Subject: Re: high input packet rate can lead to process starvation
To: YAMAMOTO Takashi <yamt@mwd.biglobe.ne.jp>
From: Tad Hunt <tad@entrisphere.com>
List: tech-net
Date: 09/25/2006 12:09:25
What are the chances of something like this making it into NetBSD in the 
near future?

-Tad

YAMAMOTO Takashi wrote:
>> As long as there are ip packets in the queue, ipintr() will continue 
>> happily processing them.
>>
>> This is really a problem not just with the ipintrq, but with all of the 
>> software-interrupt protocol input routines.
>>
>> My solution (this is a hack) is to put a time-limit on how long ipintr() 
>> is allowed to run.  If it runs longer than this without emptying the 
>> queue, I set a global "ipdisabled" flag and start a callout ticking that 
>> will wakeup, clear the flag, and setsoftnet() (code attached).  In 
>> addition the ethernet driver drops all packets as long as ipdisabled is 
>> true.  (See the attachment for code)

Dataset excerpts on object pointing:
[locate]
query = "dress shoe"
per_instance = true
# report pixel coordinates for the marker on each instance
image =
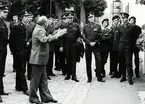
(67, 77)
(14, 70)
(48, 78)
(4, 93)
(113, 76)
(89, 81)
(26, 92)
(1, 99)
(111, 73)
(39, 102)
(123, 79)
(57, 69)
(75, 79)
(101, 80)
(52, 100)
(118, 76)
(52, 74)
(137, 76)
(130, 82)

---

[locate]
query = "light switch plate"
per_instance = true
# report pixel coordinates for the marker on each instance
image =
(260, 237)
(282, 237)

* * *

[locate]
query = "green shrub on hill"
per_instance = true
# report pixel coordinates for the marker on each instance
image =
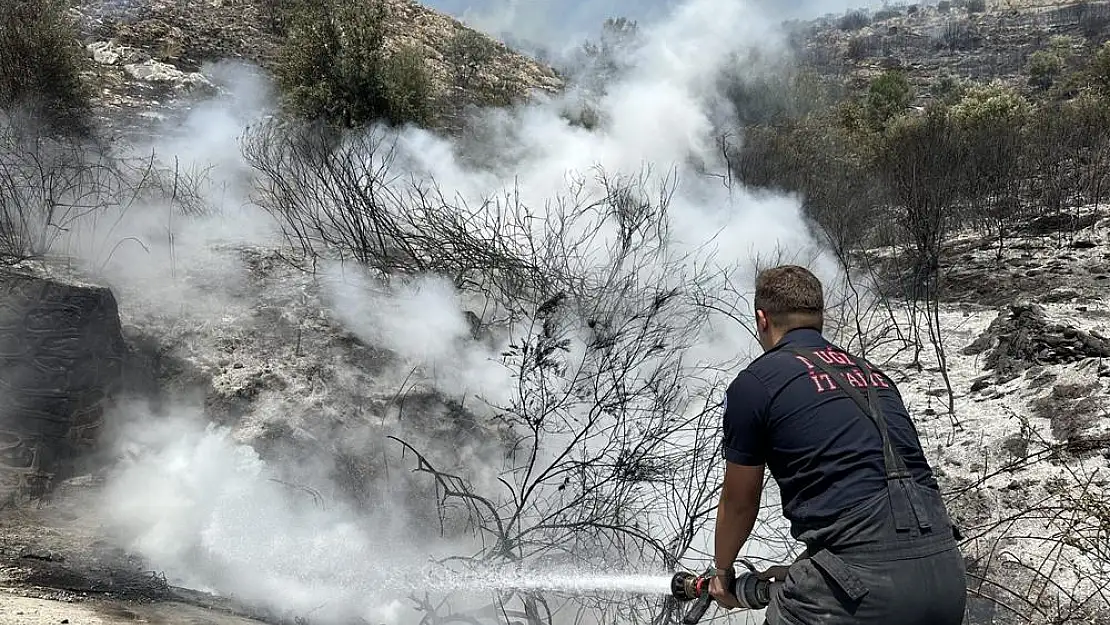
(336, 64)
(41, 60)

SET OF TASKS:
1 > Answer these questions about the mailing-list post on process starvation:
(a) According to the quoted text, what does ipintr() do as long as there are ip packets in the queue?
(b) What does the ethernet driver do while ipdisabled is true?
(c) Which mailing list was the message sent to?
2 > Write a continuation of the mailing-list post on process starvation, starting after its last sentence.

RESPONSES:
1 >
(a) It continues happily processing them.
(b) It drops all packets.
(c) tech-net.

2 >
> 
> it reminds me the attached code.
> (i thought i've filed a PR but couldn't find a number.)
> the idea was let a thread process the queue when it's somewhat busy.
> 
> YAMAMOTO Takashi
> 
> 
> ------------------------------------------------------------------------
> 
> 
> #include <sys/param.h>
> #include <sys/systm.h>
> #include <sys/mbuf.h>
> #include <sys/kthread.h>
> #include <sys/lock.h>
> #include <sys/proc.h>
> 
> #include <net/if.h>
> #include <net/netisr.h>
> 
> #if 1
> /* XXX should be per netisr */
> #define NETISR_COUNTER_DEFINE(name)   \
> struct evcnt netisr_stat_##name       \
>     = EVCNT_INITIALIZER(EVCNT_TYPE_MISC, NULL, "netisr", #name); \
> EVCNT_ATTACH_STATIC(netisr_stat_##name)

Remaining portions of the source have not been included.